Excerpt provided
Sonya Clark


Sonya Clark is an American artist of Afro-Caribbean heritage. Clark is a fiber artist known for using a variety of materials including human hair and combs to address race, culture, class, and history. Her beaded headdress assemblages and braided wig series of the late 1990s, which received critical acclaim, evoked African traditions of personal adornment and moved these common forms into the realm of personal and political expression. Although African art and her Caribbean background are important influences, Clark also builds on practices of assemblage and accumulation used by artists such as Betye Saar and David Hammons.

Biography

Clark's father who was a psychiatrist from Trinidad of Yoruba descent while her mother was a nurse from Jamaica. Clark was influenced by the craftspeople in her family, including a grandmother who worked as a tailor, and a grandfather who was a furniture maker.
Clark's personal connection to the comb began like that of nearly every young girl, squirming on a chair while an adult armed with a comb and good intentions attempted to bring order to the disorder on her head.

Education

Clark holds an MFA from Cranbrook Academy of Art and in 2011 was honored with their first Distinguished Mid-Career Alumni Award. She has a BFA from the Art Institute of Chicago where she studied under the artist Nick Cave and a BA in psychology from Amherst College in 1989, where she also received an honorary doctorate in 2015. She graduated from the Sidwell Friends School in 1985.

Dataset records about object locations
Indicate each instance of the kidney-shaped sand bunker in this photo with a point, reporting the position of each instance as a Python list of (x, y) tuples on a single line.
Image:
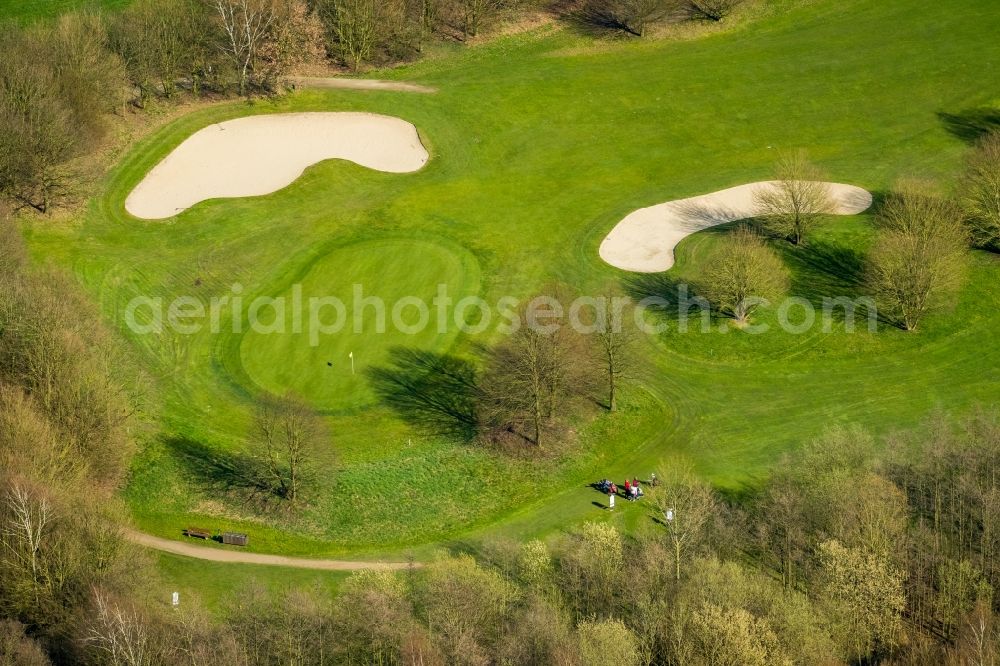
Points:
[(261, 154)]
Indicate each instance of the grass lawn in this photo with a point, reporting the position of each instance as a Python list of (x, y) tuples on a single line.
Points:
[(34, 10), (540, 143), (210, 584)]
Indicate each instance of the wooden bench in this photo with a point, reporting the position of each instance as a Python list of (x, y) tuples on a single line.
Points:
[(235, 538)]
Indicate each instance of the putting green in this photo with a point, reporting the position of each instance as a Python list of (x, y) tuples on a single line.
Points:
[(313, 360)]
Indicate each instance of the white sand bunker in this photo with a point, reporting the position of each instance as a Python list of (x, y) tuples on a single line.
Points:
[(262, 154), (644, 241)]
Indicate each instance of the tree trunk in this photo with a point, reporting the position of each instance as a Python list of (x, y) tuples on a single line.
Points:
[(612, 394)]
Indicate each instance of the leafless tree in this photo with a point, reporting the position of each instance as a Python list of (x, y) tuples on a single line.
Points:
[(356, 25), (918, 260), (686, 507), (529, 378), (120, 634), (710, 10), (248, 29), (22, 534), (476, 14), (794, 203), (287, 434), (629, 16), (742, 273), (980, 192), (616, 339)]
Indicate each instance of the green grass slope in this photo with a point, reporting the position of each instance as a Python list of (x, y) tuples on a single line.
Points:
[(540, 143), (26, 11)]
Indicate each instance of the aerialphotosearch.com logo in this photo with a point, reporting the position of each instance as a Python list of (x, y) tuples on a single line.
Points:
[(318, 317)]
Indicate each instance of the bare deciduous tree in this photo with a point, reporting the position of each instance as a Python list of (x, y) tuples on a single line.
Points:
[(287, 434), (918, 260), (262, 37), (120, 634), (799, 196), (356, 25), (711, 10), (530, 376), (742, 274), (980, 192), (630, 16), (686, 506), (616, 339)]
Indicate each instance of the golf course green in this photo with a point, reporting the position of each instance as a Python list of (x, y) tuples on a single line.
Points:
[(540, 143)]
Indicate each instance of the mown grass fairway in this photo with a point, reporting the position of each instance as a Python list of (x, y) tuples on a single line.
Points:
[(318, 366), (540, 143)]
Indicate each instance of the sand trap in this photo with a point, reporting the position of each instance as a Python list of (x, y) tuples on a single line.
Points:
[(644, 241), (262, 154)]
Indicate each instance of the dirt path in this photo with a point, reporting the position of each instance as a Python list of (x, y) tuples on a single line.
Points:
[(359, 84), (219, 555)]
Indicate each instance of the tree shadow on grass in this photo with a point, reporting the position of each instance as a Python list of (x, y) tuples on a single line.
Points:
[(971, 124), (825, 270), (668, 297), (228, 473), (434, 392)]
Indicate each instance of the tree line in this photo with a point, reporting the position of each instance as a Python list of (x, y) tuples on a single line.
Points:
[(59, 81), (843, 557)]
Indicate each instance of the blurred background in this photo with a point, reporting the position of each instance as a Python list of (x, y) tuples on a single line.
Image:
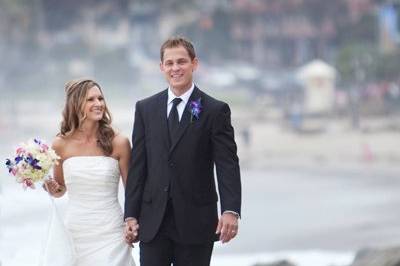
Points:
[(314, 89)]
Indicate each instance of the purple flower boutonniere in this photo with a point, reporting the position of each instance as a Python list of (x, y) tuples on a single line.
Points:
[(195, 109)]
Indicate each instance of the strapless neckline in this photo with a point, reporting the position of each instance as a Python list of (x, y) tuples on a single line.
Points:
[(90, 157)]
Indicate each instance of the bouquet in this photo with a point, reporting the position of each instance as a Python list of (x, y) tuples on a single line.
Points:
[(32, 162)]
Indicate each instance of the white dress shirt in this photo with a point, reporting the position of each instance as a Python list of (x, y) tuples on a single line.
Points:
[(181, 106)]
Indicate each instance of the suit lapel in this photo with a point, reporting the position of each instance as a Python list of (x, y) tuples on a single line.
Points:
[(162, 117), (185, 120)]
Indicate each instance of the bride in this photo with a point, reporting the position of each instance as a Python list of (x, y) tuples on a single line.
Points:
[(93, 157)]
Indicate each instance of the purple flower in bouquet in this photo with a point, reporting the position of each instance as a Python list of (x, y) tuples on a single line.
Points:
[(31, 162), (195, 109)]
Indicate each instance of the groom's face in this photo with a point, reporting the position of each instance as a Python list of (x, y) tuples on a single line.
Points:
[(178, 68)]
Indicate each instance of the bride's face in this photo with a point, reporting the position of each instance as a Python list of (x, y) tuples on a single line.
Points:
[(94, 105)]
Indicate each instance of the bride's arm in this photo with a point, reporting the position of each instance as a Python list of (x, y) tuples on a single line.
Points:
[(122, 148), (56, 186)]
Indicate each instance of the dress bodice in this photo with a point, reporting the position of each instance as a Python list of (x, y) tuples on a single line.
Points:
[(91, 181), (94, 216)]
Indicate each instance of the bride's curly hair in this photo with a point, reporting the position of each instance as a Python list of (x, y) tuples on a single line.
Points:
[(73, 113)]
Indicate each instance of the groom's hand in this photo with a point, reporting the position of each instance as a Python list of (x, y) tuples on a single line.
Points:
[(131, 230), (227, 226)]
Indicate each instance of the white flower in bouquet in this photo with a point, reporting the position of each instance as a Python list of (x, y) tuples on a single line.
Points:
[(32, 162)]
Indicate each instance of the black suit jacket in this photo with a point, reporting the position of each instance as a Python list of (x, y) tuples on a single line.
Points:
[(182, 170)]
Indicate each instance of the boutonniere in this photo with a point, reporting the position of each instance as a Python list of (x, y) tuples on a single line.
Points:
[(195, 109)]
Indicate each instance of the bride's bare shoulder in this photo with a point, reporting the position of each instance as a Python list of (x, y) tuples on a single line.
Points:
[(59, 145), (121, 143)]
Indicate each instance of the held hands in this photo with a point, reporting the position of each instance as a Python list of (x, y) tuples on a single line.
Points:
[(227, 226), (131, 231)]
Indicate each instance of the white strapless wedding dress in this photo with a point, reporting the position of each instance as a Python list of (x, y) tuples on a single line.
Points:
[(94, 216)]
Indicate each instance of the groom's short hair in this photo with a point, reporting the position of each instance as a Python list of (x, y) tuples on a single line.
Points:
[(174, 42)]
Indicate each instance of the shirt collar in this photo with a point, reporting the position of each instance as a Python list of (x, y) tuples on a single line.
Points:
[(185, 97)]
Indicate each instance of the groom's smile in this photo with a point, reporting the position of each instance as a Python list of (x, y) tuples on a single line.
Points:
[(178, 68)]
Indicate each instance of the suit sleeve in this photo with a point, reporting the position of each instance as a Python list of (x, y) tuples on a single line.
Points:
[(137, 169), (226, 161)]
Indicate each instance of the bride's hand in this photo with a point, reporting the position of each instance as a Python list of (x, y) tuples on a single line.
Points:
[(52, 186)]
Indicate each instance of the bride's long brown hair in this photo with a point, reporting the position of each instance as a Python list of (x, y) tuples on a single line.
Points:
[(73, 113)]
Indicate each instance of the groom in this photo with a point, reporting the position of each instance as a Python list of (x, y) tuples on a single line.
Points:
[(179, 135)]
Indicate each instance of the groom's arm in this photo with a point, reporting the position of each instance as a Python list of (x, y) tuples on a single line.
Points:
[(137, 169), (228, 174), (226, 161)]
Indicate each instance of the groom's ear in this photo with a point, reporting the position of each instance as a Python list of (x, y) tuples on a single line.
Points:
[(195, 63)]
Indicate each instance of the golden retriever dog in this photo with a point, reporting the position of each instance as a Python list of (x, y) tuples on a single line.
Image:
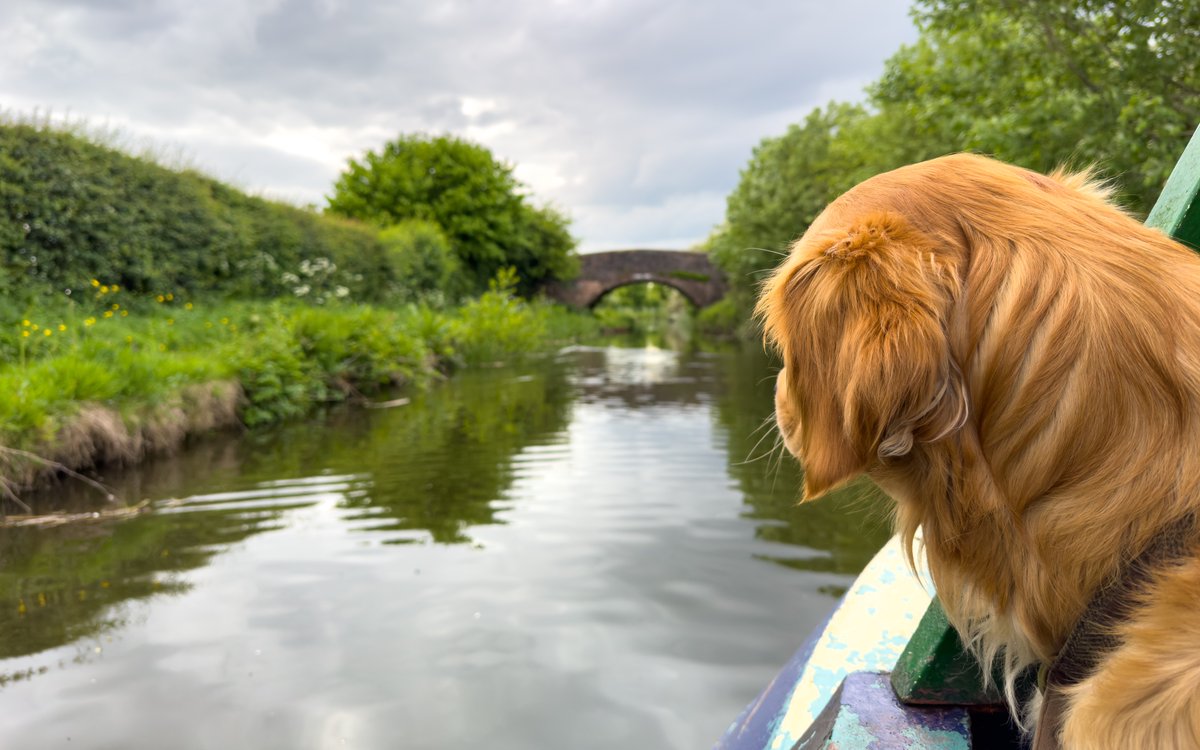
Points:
[(1017, 364)]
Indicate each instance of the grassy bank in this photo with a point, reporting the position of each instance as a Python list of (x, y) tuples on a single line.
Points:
[(112, 376)]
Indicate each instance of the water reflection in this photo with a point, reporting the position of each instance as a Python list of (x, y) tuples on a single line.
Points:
[(574, 549)]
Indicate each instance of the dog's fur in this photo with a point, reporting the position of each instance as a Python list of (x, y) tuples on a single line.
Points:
[(1017, 363)]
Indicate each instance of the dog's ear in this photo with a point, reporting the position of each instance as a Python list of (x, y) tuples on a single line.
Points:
[(862, 317)]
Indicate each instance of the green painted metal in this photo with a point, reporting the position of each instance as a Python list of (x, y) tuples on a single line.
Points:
[(935, 670), (864, 713), (1177, 209)]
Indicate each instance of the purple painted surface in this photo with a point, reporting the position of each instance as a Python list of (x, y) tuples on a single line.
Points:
[(755, 726), (865, 714)]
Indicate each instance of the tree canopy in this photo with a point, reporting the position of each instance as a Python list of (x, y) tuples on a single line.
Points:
[(472, 196), (1038, 83)]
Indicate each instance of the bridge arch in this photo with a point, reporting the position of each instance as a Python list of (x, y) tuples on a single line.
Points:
[(690, 273)]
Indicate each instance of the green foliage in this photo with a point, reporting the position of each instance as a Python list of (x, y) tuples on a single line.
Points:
[(721, 318), (498, 324), (1038, 84), (467, 192), (789, 181), (72, 210), (287, 355), (420, 257), (1043, 84)]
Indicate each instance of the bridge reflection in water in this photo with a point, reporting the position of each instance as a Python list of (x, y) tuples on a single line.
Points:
[(691, 273)]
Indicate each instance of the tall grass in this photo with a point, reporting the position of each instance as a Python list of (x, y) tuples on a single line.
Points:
[(107, 373)]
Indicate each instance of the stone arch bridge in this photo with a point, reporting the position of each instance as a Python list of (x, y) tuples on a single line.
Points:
[(691, 273)]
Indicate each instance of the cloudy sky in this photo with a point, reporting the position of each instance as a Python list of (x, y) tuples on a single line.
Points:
[(634, 117)]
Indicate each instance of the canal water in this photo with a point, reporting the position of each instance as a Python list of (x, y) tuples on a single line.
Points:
[(593, 550)]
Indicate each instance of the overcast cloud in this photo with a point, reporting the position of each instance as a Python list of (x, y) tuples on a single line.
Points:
[(633, 117)]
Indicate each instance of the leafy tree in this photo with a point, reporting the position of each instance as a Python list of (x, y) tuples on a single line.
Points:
[(789, 181), (1044, 83), (466, 191), (1038, 83)]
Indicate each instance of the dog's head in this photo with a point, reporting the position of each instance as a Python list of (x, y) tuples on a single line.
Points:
[(861, 313), (959, 322)]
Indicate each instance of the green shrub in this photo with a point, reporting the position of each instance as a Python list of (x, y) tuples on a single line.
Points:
[(72, 210), (472, 196), (720, 318), (420, 258), (498, 325)]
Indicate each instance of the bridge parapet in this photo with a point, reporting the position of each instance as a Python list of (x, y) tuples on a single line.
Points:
[(691, 273)]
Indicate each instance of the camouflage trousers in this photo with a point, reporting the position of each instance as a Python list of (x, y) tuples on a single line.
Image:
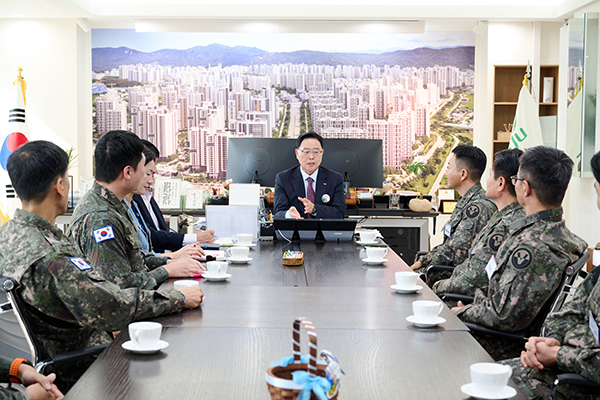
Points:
[(537, 384)]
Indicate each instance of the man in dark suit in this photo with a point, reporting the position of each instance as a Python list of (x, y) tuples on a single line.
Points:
[(309, 190), (160, 235)]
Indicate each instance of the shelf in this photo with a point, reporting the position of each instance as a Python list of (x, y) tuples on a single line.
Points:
[(508, 81)]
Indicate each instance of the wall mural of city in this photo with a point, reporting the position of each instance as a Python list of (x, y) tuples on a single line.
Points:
[(188, 93)]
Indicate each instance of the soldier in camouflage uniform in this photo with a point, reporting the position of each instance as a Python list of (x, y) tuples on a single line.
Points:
[(102, 227), (529, 265), (571, 342), (474, 209), (39, 387), (471, 275), (70, 304)]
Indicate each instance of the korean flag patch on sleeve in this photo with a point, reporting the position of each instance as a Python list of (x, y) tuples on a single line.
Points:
[(102, 234), (79, 263)]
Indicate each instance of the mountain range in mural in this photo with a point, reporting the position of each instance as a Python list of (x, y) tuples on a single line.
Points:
[(106, 58)]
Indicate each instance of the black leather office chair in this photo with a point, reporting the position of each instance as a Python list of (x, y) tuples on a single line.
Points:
[(582, 384), (17, 338), (553, 304)]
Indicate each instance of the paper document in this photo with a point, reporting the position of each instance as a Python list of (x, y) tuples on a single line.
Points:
[(244, 194)]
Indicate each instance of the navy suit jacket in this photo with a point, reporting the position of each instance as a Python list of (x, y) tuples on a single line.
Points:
[(162, 239), (289, 185)]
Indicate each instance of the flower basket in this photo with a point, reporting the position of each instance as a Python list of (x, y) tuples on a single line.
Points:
[(283, 383)]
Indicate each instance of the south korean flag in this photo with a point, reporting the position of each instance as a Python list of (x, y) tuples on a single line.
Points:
[(79, 263), (102, 234)]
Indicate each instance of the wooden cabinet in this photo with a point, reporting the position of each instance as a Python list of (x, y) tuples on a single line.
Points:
[(508, 80), (551, 108)]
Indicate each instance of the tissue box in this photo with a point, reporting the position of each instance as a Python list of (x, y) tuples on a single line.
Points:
[(293, 258)]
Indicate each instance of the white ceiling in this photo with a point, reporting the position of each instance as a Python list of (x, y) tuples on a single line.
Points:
[(436, 13)]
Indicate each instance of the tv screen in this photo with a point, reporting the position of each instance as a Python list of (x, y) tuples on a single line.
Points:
[(259, 160)]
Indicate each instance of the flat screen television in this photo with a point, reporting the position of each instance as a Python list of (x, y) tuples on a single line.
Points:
[(360, 161), (259, 160)]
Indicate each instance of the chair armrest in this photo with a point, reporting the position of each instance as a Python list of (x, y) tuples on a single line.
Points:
[(575, 379), (70, 356), (440, 268), (458, 297), (419, 254), (517, 336)]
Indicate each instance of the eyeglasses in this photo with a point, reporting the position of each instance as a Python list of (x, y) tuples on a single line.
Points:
[(514, 180), (314, 152)]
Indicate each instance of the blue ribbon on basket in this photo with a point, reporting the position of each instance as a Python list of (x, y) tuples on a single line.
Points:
[(318, 385), (285, 361)]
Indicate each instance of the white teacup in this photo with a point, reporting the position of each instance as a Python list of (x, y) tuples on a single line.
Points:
[(406, 279), (427, 310), (376, 253), (367, 236), (145, 334), (216, 268), (490, 377), (185, 283), (244, 239), (238, 252)]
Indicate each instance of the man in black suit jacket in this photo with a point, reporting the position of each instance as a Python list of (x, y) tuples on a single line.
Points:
[(160, 235), (293, 197)]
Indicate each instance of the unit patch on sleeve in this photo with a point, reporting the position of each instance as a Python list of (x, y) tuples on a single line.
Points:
[(521, 258), (102, 234), (496, 241), (79, 263), (472, 211)]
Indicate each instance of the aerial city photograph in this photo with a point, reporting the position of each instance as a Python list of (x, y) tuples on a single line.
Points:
[(188, 93)]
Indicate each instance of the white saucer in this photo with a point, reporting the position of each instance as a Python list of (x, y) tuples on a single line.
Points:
[(420, 324), (129, 345), (471, 390), (244, 245), (213, 278), (374, 261), (239, 260), (363, 243), (406, 290)]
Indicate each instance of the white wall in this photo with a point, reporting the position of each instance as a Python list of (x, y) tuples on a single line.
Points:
[(582, 214), (55, 55), (511, 43)]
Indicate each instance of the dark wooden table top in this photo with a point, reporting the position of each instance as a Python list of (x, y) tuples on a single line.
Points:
[(230, 363), (222, 349)]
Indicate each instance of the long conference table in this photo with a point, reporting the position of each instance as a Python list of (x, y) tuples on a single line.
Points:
[(222, 349)]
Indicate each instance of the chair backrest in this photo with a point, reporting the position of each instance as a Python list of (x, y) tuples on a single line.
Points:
[(16, 339), (555, 302), (571, 274)]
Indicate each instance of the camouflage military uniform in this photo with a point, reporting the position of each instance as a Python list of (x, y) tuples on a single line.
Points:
[(471, 214), (102, 228), (69, 304), (471, 275), (5, 393), (579, 351), (530, 265)]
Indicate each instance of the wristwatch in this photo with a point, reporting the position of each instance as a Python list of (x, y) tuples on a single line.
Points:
[(14, 369)]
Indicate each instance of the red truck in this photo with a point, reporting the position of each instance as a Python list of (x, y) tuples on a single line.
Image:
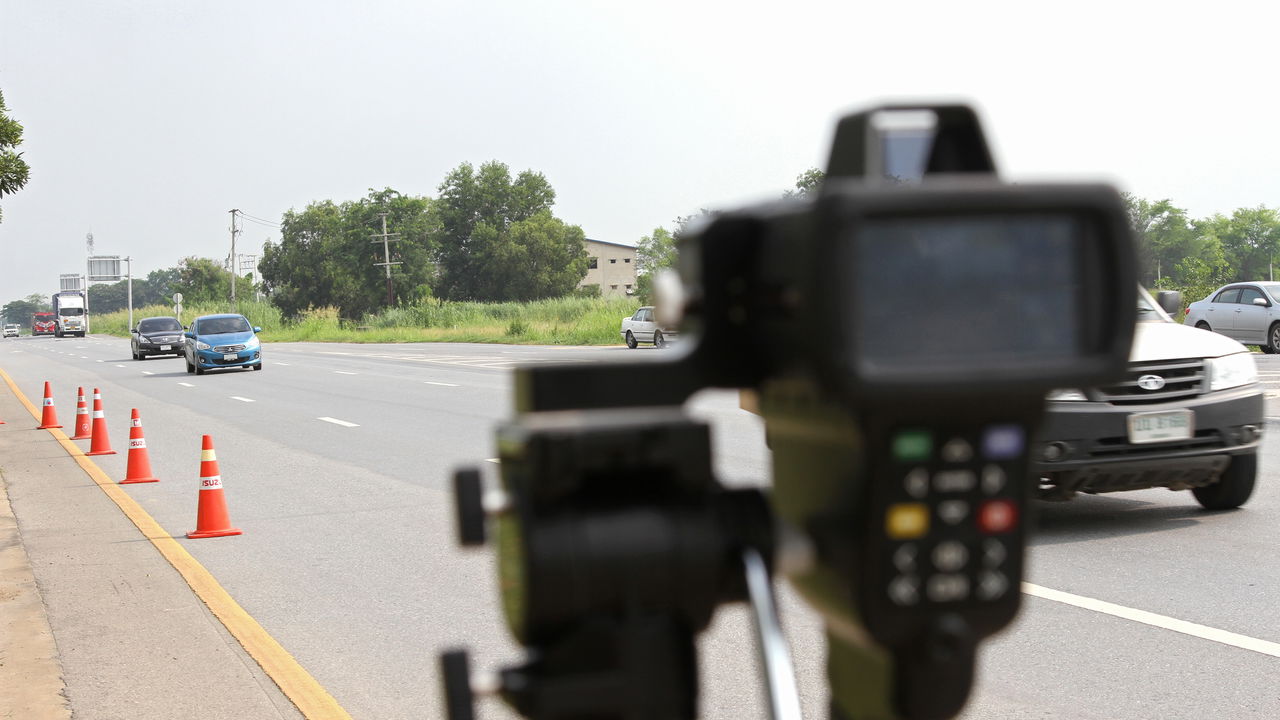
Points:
[(44, 323)]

What you are asked to do
Can you copy out, word for word, the part of the Sonya Clark biography that opens with the words containing "Clark's father who" and closes with "on her head."?

Response
Clark's father who was a psychiatrist from Trinidad of Yoruba descent while her mother was a nurse from Jamaica. Clark was influenced by the craftspeople in her family, including a grandmother who worked as a tailor, and a grandfather who was a furniture maker.
Clark's personal connection to the comb began like that of nearly every young girl, squirming on a chair while an adult armed with a comb and good intentions attempted to bring order to the disorder on her head.